◆ **WHAT IS EXPECTED**:
Please write out exactly the lines of the data below from the line holding "of the grassy" through the line holding "of the domed", and leave out the rest.

RECORDS FOR PROCESSING Block Start

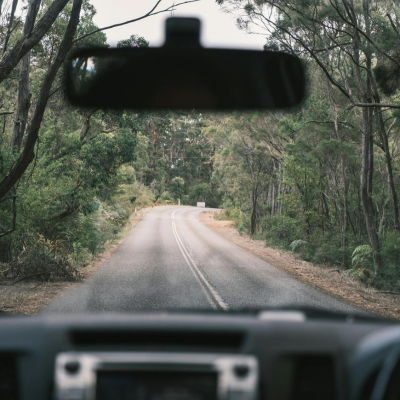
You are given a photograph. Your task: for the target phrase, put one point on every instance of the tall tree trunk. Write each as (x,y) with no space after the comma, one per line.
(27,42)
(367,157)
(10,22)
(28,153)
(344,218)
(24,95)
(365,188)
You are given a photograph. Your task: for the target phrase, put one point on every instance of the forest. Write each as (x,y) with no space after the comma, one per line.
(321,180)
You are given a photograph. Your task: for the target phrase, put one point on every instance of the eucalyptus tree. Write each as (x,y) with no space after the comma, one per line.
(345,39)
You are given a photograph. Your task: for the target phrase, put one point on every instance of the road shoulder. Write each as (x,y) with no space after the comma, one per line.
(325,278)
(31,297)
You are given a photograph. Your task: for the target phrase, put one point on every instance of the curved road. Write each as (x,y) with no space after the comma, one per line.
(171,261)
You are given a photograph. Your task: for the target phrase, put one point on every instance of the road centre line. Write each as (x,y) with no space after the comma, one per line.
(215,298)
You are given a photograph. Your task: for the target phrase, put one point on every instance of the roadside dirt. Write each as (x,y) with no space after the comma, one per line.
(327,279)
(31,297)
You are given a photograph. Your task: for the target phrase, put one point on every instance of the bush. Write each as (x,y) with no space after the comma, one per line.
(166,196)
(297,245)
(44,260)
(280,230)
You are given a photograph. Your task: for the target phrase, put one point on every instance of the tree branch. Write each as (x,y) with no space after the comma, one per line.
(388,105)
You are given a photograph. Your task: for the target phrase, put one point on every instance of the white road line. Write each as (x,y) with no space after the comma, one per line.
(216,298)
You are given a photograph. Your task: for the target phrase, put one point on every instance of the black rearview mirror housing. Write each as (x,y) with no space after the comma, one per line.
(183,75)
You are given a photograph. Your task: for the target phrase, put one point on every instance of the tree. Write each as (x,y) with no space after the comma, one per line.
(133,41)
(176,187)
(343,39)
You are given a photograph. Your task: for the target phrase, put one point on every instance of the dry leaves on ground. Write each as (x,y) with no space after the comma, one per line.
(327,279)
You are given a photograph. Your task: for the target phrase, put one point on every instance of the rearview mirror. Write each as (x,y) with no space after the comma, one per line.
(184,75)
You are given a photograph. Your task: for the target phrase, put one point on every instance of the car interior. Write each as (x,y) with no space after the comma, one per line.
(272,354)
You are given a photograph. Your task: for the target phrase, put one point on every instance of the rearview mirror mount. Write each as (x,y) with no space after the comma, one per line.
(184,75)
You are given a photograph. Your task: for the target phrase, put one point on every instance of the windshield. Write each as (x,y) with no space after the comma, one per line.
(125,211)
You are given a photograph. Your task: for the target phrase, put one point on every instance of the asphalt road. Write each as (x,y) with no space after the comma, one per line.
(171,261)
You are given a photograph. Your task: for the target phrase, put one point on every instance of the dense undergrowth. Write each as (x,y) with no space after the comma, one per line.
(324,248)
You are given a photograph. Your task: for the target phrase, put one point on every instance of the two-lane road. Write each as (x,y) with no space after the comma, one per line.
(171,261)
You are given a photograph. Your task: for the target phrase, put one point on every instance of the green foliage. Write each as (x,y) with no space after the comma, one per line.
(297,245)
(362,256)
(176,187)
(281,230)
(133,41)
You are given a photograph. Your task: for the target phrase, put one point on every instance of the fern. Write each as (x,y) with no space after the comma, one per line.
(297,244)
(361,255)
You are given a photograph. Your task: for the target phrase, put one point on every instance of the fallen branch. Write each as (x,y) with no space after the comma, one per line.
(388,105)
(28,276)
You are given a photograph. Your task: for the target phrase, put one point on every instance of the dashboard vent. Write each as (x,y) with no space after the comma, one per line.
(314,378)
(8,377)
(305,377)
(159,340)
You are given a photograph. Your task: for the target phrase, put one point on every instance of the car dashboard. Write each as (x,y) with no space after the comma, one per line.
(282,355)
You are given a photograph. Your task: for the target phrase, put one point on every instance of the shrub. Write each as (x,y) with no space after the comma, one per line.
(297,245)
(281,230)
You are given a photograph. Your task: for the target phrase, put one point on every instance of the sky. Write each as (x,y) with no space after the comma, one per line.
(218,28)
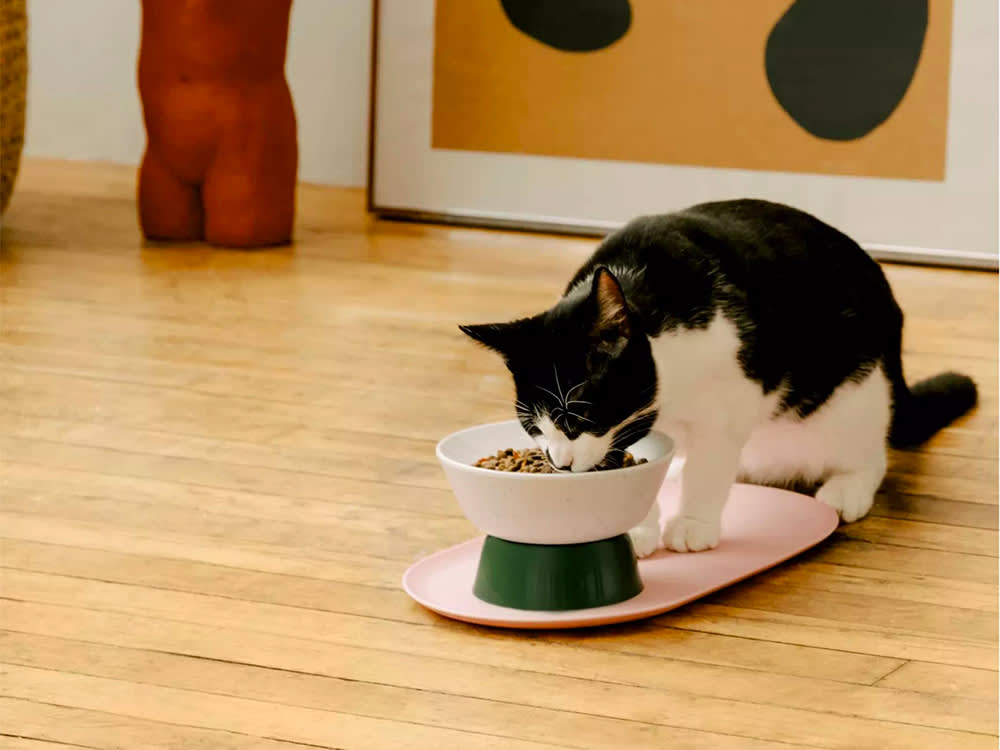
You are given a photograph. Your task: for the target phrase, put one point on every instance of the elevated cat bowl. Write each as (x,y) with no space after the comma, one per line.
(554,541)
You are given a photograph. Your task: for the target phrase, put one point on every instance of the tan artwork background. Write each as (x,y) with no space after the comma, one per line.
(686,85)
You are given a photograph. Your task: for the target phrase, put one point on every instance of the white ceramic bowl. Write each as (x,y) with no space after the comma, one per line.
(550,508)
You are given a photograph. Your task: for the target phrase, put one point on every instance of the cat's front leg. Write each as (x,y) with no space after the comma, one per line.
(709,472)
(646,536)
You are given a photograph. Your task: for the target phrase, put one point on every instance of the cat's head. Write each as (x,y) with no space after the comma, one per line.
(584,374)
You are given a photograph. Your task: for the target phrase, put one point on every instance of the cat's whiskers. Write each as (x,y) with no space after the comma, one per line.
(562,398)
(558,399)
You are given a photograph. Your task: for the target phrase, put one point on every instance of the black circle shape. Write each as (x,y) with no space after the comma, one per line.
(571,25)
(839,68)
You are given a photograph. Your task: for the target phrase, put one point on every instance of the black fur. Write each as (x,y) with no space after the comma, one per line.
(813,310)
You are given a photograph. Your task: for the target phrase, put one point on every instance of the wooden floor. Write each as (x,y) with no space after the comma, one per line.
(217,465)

RECORDS FOR PROCESSING Block End
RECORDS FOR PROCESSING Block Start

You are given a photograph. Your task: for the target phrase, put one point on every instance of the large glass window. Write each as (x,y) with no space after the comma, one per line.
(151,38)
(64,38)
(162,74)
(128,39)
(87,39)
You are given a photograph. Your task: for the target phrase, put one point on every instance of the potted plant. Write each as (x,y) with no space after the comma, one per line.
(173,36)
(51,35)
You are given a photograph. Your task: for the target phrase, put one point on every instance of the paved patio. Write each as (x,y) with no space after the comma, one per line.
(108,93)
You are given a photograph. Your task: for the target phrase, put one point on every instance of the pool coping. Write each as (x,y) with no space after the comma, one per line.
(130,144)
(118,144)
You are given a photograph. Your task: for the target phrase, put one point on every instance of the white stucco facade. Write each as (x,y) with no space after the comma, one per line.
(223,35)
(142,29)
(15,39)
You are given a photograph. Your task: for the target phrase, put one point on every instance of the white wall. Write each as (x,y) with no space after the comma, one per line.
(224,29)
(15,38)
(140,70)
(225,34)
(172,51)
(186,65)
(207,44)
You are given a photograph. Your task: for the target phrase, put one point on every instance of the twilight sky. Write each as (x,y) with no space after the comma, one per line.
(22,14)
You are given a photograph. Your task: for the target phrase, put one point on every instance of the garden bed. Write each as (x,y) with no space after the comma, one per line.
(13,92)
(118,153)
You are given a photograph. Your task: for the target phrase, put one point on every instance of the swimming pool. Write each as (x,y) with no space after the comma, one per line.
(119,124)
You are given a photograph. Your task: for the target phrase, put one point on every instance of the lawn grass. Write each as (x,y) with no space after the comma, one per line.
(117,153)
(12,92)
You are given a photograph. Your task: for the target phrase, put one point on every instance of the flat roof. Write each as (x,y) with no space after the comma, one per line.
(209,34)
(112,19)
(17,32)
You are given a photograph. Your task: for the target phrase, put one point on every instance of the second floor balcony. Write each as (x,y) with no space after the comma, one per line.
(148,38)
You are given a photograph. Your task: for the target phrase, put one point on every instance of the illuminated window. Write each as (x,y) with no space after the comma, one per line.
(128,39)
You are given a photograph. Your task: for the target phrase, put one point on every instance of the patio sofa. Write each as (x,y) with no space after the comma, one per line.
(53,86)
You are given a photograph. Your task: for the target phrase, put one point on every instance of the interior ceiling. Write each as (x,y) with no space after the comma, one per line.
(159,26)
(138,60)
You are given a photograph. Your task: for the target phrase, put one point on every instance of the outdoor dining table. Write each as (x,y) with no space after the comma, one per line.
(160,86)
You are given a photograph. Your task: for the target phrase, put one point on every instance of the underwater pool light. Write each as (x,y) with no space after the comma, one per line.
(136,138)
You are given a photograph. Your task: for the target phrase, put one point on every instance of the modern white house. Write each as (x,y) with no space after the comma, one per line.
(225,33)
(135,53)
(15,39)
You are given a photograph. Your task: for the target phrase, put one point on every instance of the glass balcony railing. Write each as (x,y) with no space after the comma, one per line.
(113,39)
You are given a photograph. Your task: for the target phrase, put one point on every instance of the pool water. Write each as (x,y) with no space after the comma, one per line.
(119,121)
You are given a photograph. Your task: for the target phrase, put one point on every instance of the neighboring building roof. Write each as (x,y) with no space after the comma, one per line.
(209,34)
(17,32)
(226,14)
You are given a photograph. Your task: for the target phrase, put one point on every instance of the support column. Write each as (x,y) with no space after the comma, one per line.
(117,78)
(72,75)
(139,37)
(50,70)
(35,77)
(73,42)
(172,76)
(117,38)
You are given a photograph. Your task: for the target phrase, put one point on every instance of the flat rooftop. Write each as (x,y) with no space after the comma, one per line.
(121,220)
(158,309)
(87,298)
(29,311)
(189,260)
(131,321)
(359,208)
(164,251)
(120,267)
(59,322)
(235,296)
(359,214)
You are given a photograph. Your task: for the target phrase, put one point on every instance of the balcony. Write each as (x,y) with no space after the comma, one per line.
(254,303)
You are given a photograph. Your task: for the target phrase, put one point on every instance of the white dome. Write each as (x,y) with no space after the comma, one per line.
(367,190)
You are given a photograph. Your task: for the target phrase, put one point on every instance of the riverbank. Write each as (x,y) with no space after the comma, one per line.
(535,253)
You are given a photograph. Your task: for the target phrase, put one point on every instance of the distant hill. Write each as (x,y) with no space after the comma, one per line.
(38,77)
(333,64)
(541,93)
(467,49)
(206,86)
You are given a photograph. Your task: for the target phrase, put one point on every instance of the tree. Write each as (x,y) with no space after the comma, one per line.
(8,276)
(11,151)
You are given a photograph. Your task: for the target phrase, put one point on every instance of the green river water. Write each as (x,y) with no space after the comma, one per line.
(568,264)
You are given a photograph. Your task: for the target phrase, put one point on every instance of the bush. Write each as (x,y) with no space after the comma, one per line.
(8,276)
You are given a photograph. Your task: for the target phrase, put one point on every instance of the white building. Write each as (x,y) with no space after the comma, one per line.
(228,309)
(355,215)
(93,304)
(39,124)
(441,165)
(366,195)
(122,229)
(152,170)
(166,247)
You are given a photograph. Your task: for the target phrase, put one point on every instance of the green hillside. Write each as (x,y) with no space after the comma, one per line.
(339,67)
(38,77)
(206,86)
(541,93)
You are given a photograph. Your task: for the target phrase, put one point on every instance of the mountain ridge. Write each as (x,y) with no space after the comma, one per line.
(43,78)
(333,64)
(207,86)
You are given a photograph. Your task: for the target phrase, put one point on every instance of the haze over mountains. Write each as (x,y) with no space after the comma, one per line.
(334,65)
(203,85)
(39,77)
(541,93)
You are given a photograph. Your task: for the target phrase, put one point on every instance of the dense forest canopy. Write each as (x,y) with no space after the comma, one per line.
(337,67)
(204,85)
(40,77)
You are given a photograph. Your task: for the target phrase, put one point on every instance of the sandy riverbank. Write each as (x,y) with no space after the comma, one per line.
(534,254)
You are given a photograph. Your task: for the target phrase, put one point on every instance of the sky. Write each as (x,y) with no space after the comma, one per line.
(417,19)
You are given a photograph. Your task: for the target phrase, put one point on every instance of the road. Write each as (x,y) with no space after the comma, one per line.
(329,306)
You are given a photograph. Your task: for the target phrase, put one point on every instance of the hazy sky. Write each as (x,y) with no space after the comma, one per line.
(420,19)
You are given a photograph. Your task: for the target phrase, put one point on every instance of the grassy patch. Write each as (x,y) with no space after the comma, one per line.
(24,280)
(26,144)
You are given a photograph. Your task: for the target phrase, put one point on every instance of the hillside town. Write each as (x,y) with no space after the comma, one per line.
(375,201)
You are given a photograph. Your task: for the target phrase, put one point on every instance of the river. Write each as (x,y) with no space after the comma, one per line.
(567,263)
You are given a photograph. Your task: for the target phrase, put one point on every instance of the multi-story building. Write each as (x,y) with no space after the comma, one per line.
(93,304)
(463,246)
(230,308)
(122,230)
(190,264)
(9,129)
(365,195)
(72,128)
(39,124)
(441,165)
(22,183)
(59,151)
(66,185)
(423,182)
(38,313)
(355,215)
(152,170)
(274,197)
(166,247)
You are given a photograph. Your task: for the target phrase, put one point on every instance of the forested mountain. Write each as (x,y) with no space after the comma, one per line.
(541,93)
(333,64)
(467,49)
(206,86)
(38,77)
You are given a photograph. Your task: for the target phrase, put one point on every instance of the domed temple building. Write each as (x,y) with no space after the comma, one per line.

RECORDS FOR PROCESSING Block End

◆ **ANSWER FOR THE TASK**:
You are given a photograph. Your task: for the target phrase, put one point on every instance of the grassy patch. Write each as (x,y) with no space after the comma, one per line.
(24,280)
(26,144)
You are given a photograph. Your task: for the target phrase, put one point on every instance of the hillside town. Write each as (x,y) with no space after the comma, one per line.
(375,201)
You are given a photograph. Your task: for the target phrase, put one point on every instance of the river. Write each as (x,y) with no space after the comma, one per line.
(567,263)
You are given a photograph. Your task: for the target phrase, put one point on every instance of the multi-story building. Write each as (x,y) with no space after the comma, one per line.
(93,304)
(463,246)
(230,308)
(122,230)
(190,264)
(9,129)
(365,195)
(72,128)
(39,124)
(441,165)
(22,183)
(59,151)
(66,185)
(423,182)
(38,313)
(355,215)
(152,170)
(274,197)
(166,247)
You are given a photograph. Your task: for the target phrase, put one point on every instance of the forested mountain. Write each as (x,y) with no space after the comma, one per line.
(541,93)
(333,64)
(467,49)
(206,86)
(38,77)
You are given a photograph. Your task: for the target phrase, put one point on every instance of the domed temple building. Write each as (x,y) with no space after the comma, one per line.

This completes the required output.